With spelling and spacing unchanged, write out each line of the material.

### [SUPPLIED DATA]
..........
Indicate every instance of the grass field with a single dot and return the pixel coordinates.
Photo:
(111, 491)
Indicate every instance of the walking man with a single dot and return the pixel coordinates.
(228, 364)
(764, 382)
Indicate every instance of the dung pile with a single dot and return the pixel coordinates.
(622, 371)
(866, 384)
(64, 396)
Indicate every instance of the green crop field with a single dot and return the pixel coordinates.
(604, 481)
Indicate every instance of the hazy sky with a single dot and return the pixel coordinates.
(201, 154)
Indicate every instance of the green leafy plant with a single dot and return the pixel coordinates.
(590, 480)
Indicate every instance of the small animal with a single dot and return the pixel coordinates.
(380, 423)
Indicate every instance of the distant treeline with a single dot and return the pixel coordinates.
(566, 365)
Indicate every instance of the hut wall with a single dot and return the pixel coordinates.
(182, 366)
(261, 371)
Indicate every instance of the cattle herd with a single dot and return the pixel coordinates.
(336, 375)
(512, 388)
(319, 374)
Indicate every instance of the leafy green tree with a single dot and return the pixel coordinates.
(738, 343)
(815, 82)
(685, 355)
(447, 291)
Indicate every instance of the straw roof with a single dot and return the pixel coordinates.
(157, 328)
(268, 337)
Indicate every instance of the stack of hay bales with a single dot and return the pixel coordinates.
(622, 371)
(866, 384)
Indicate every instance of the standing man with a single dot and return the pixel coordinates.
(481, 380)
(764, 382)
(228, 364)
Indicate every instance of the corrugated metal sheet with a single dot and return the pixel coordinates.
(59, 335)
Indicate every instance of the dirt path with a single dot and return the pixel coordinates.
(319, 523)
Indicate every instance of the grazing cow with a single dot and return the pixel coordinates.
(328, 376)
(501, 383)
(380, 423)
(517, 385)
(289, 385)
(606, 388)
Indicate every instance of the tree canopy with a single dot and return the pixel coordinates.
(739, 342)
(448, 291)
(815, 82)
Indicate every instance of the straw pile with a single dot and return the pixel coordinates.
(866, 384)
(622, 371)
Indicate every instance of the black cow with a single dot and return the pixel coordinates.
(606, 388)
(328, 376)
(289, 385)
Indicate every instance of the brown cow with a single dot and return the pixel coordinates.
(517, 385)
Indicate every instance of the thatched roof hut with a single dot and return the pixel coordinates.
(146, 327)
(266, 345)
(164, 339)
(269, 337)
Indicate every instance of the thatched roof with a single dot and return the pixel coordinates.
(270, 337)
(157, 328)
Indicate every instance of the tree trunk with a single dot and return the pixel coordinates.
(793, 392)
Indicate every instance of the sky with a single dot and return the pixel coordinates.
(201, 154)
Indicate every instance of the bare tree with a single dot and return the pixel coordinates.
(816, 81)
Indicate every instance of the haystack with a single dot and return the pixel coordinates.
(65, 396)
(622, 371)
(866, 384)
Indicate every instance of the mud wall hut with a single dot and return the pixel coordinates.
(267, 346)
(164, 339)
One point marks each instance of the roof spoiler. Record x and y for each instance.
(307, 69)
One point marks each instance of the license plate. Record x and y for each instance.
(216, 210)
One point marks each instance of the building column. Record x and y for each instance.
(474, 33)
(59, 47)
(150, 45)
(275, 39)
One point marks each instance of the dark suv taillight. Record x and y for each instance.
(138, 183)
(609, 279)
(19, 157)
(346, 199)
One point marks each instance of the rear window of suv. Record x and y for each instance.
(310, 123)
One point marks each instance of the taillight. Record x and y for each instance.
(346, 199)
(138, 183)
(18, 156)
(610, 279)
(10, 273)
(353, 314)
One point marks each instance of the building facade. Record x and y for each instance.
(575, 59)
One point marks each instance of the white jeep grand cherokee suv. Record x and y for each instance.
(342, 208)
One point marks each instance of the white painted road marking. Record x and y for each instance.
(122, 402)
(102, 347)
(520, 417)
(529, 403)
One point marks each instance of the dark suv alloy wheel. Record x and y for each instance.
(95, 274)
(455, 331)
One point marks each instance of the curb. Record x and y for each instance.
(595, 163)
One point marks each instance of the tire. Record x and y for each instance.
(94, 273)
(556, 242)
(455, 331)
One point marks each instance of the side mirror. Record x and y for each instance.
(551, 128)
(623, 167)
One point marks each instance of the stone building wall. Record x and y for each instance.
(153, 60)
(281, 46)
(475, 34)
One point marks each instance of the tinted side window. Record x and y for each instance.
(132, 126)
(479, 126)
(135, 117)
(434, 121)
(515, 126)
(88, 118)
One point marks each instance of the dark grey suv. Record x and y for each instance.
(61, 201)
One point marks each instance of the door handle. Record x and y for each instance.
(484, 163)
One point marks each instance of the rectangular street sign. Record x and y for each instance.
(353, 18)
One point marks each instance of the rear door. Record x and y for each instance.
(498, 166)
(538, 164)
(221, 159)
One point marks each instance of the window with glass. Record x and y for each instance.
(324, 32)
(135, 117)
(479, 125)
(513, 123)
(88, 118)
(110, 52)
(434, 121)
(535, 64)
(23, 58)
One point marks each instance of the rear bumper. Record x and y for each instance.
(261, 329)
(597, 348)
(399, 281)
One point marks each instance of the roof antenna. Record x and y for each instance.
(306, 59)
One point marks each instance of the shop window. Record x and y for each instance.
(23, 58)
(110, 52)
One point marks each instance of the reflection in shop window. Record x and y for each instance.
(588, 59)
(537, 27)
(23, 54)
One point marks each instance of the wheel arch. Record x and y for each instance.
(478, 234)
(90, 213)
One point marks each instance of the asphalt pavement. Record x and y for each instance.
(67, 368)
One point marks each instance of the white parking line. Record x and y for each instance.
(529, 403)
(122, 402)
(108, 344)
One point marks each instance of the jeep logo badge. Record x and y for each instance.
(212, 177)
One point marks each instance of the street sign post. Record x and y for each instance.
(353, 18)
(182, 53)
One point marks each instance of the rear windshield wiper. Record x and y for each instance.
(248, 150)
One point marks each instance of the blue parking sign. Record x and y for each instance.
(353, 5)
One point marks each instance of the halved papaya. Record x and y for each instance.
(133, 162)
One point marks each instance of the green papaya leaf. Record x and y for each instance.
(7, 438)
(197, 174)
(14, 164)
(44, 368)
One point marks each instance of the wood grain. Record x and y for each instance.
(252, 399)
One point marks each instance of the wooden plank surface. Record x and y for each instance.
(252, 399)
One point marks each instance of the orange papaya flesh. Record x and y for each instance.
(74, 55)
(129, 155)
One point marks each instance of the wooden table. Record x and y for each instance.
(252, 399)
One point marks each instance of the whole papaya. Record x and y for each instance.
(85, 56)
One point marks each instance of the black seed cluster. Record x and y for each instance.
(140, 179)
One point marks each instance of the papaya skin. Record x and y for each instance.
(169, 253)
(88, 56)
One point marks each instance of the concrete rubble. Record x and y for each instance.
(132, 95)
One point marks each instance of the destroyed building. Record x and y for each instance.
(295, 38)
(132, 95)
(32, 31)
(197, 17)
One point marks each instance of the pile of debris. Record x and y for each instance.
..........
### [WRITTEN ANSWER]
Indicate every instance of the grass field with a single dot and return the pixel coordinates.
Photo:
(111, 491)
Indicate every instance of the walking man with a single dot and return the pixel coordinates.
(228, 364)
(764, 382)
Indicate every instance of the dung pile with a single dot and return the pixel coordinates.
(622, 371)
(866, 384)
(64, 396)
Indicate every instance of the green crop field with a single dot and return the pixel coordinates.
(604, 481)
Indicate every instance of the hazy sky with a single dot and return the pixel coordinates.
(201, 154)
Indicate every instance of the green leafy plant with a single dot and return the pixel coordinates.
(590, 480)
Indicate every instance of the small animal with a single dot and return the pixel coordinates.
(380, 423)
Indicate every instance of the distant treeline with a single dot and return the pixel coordinates.
(566, 365)
Indicate every instance of the hut wall with a single dot and return the pixel coordinates.
(182, 366)
(261, 371)
Indicate every instance of the cattle herd with a single dot and return the pixel coordinates.
(336, 375)
(512, 388)
(319, 374)
Indicate every instance of the leafy green tree with a single dot and return the pixel coordinates.
(738, 343)
(815, 82)
(685, 355)
(447, 291)
Indicate every instance of the straw roof with a single dot and return the pixel coordinates.
(157, 328)
(268, 337)
Indicate every instance of the stack of hay bales with a single dot and return the pixel coordinates.
(622, 371)
(866, 384)
Indicate every instance of the standing man with a single dot and return the pixel coordinates.
(481, 380)
(764, 382)
(228, 364)
Indicate every instance of the corrugated metal sheet with a single dot and return the pixel coordinates.
(59, 335)
Indicate every instance of the dirt path with a single dot and return the pixel coordinates.
(319, 523)
Indicate every instance of the grazing cow with a single dot and return the pixel coordinates.
(328, 376)
(501, 383)
(380, 423)
(517, 385)
(289, 385)
(606, 388)
Indicate every instance of the tree canopy with a single dot and return the pixel coordinates.
(739, 342)
(448, 291)
(815, 82)
Indicate every instance of the straw pile with a single dot and return the pixel coordinates.
(866, 384)
(622, 371)
Indicate every instance of the black cow with a single dot and return the pixel coordinates.
(606, 388)
(328, 376)
(289, 385)
Indicate every instance of the brown cow with a single dot and return the pixel coordinates.
(517, 385)
Indicate every instance of the thatched roof hut with a single dot and return the pixel coordinates.
(146, 327)
(266, 345)
(164, 339)
(269, 337)
Indicate every instance of the thatched roof with a single dot and return the pixel coordinates.
(270, 337)
(157, 328)
Indicate every instance of the tree trunk with a single dot and return the pixel coordinates.
(793, 392)
Indicate every instance of the sky with a single dot and return the pixel coordinates.
(201, 154)
Indicate every instance of the bare tree with a single dot and return the pixel coordinates.
(816, 81)
Indicate every instance of the haystack with a single dot and return the pixel coordinates.
(65, 396)
(622, 371)
(866, 384)
Indicate every instance of the mud wall hut with a single dot and return the pixel coordinates.
(267, 346)
(164, 339)
One point marks each instance of the roof spoiler. Record x and y for each instance.
(307, 69)
One point marks each instance of the license plate. Record x and y for each instance.
(216, 210)
One point marks each instance of the building column. Record x and y for each instance.
(474, 33)
(59, 47)
(150, 45)
(275, 39)
One point marks each instance of the dark suv taillight. Record x and y for each instance.
(138, 183)
(609, 279)
(19, 157)
(346, 199)
One point marks each instance of the rear window of suv. Record x and y for each instance.
(310, 123)
One point marks each instance of the taillight. Record x and y for each instance.
(346, 199)
(138, 183)
(18, 156)
(610, 279)
(10, 273)
(353, 314)
One point marks each instance of the building facade. Record x and y for each instance.
(575, 59)
One point marks each instance of the white jeep grand cherokee suv. Record x and y for each instance.
(342, 208)
One point marks each instance of the white painted road marking. Record x and y for each instance.
(122, 402)
(102, 347)
(520, 417)
(529, 403)
One point marks each instance of the dark suv alloy wheel. Record x and y for each instance.
(95, 274)
(455, 331)
One point marks each instance of the curb. Record x and y for each instance.
(595, 163)
One point marks each instance of the tire. Record x and y for each instance.
(94, 273)
(556, 242)
(455, 331)
One point marks each instance of the side mirror. Record x and y for each instance.
(551, 128)
(623, 167)
One point marks each instance of the stone building wall. Record x and y for each instance.
(153, 60)
(281, 46)
(475, 34)
One point marks each instance of the tinted side window. Record x and y for each instance.
(132, 126)
(479, 126)
(135, 117)
(434, 121)
(515, 126)
(88, 118)
One point marks each instance of the dark grey suv. Record x and y for each instance.
(61, 201)
One point marks each instance of the door handle. Record x and y for each instance.
(484, 163)
One point marks each instance of the rectangular street sign. Record x and y for each instance.
(353, 18)
One point marks each instance of the rear door. Record x and y for each instance.
(498, 166)
(538, 164)
(221, 159)
One point marks each instance of the window with glass. Record x and y for each instance.
(324, 32)
(135, 117)
(479, 125)
(513, 123)
(88, 118)
(110, 52)
(434, 121)
(535, 64)
(23, 58)
One point marks each instance of the rear bumper. Record x and y for each instance.
(261, 329)
(597, 348)
(399, 281)
One point marks each instance of the roof antenna. Record x and y for each instance.
(306, 59)
One point marks each instance of the shop window. Record x and y for each instance.
(23, 58)
(110, 52)
One point marks each instance of the reflection in shop window. Record x and y for each instance.
(588, 59)
(537, 27)
(23, 54)
One point marks each instance of the wheel arch. Record x and y for each instance.
(478, 234)
(90, 213)
One point marks each instance of the asphalt pavement. Record x and y for each instance.
(67, 368)
One point marks each instance of the white parking line. Record x and y for each instance.
(529, 403)
(122, 402)
(108, 344)
One point marks each instance of the jeep logo badge. Record x and y for each instance.
(212, 177)
One point marks each instance of the street sign post. Record x and y for each instance.
(353, 18)
(182, 53)
One point marks each instance of the rear windshield wiper. Record x and y for each instance.
(248, 150)
One point marks each instance of the blue parking sign. Record x and y for each instance.
(353, 5)
One point marks each instance of the halved papaya. Record x and y for each instance.
(133, 162)
One point marks each instance of the green papaya leaf. Record x and y for each instance.
(7, 438)
(197, 174)
(14, 164)
(44, 368)
One point marks each instance of the wood grain. Record x and y for each instance.
(252, 399)
One point marks each instance of the wooden plank surface. Record x and y for each instance.
(252, 399)
One point marks each instance of the orange papaya flesh. Record x and y for each instance.
(74, 55)
(129, 155)
One point marks each instance of the wooden table. Record x and y for each instance.
(252, 399)
One point marks each instance of the whole papaya. Record x and y for each instance.
(85, 56)
One point marks each instance of the black seed cluster. Record x and y for each instance.
(140, 179)
One point marks each instance of the papaya skin. Record x and y for each instance.
(169, 253)
(88, 56)
One point marks each instance of the concrete rubble. Record x and y for each instance.
(132, 95)
One point marks each instance of the destroyed building. Record x and y for each instance.
(295, 38)
(132, 95)
(32, 31)
(197, 17)
One point marks each instance of the pile of debris. Record x and y for each instance.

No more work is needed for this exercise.